**Consigne:**
Poursuivez le texte sur l'arbitrage en Synerglace Ligue Magnus à partir de sa dernière phrase.

**Extrait du document:**

********

Depuis plusieurs semaines, plusieurs mois, les complaintes contre l’arbitrage en Synerglace Ligue Magnus se multiplient. Les playoffs viennent de débuter et déjà des polémiques émergent. Ces reproches viennent des supporters, des coachs mais aussi des joueurs. Il était temps pour nous de faire un point sur l’arbitrage en France dans notre sport. N’oublions pas que les arbitres ont, n’en déplaise à certains, un rôle clé dans le jeu. Ces femmes et hommes sont les régulateurs du jeu en faisant respecter les règles en vigueur.
Le cadre est posé, les arbitres sont les garants du jeu mais ils restent humains. Peu importe la discipline sportive, peu importe le championnat, l’arbitrage est souvent voire très souvent contesté. A titre d’exemple, un seul parmi d’autres, souvenez-vous en NHL en 2019 San Jose -Las Vegas du premier tour, une pénalité de 5 minutes est appelée (litigieuse) permettant aux Sharks de marquer plusieurs buts.
Cependant, ce qui nous intéresse aujourd’hui, c’est la Synerglace Ligue Magnus et saison après saison de nombreux acteurs du hockey tricolore se plaignent de l’arbitrage. Cette saison en bruit de fond ce sont les coachs qui s’en plaignent de façon ouverte. Nous avons eu l’occasion de recueillir certains propos lors de conférences de presse pas très « flatteur ». Ici Éric Blais (Rapaces de Gap) et Mario Richer (Gothiques d’Amiens).

********

**Données fournies:**
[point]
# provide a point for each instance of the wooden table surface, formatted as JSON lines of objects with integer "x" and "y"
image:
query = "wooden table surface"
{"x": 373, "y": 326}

********

**Résultat:**
L’arbitrage lors de la dernière Finale de la coupe de France a également fait couler beaucoup d’encre. Et pourtant, le règlement a bien été respecté… A décharge, arbitrer le sport le plus rapide au monde n’est pas chose aisée. Prendre une décision en une fraction de seconde sur un « accrocher » à plusieurs mètres de distance ou un « faire trébucher », il faut être sûr de son jugement. Vous me direz, ils sont « payés pour ça », c’est leur « métier ». En êtes-vous sûrs ? Les arbitres sont défrayés et non rémunérés. A la différence des joueurs et des coachs, ils ne sont pas professionnels en France. Nous avions eu l’occasion d’en discuter au cours d’un podcast la saison passée.
Par ailleurs, il y a la Loi et « l’esprit de la loi ». C’est peut-être philosophique pour vous mais cela veut dire beaucoup. La règle c’est la règle mais elle s’accompagne d’un contexte et d’un angle de vue. Sur la glace, les arbitres ont des placements particuliers et doivent suivre le cours du jeu, sans avoir la possibilité de revoir chaque action à la vidéo. C’est différent lorsqu’on regarde un match sur Sport en France, en tribune ou derrière un banc avec l’affect que met un supporter dans un match.
Alors que peut-on reprocher au corps arbitral ?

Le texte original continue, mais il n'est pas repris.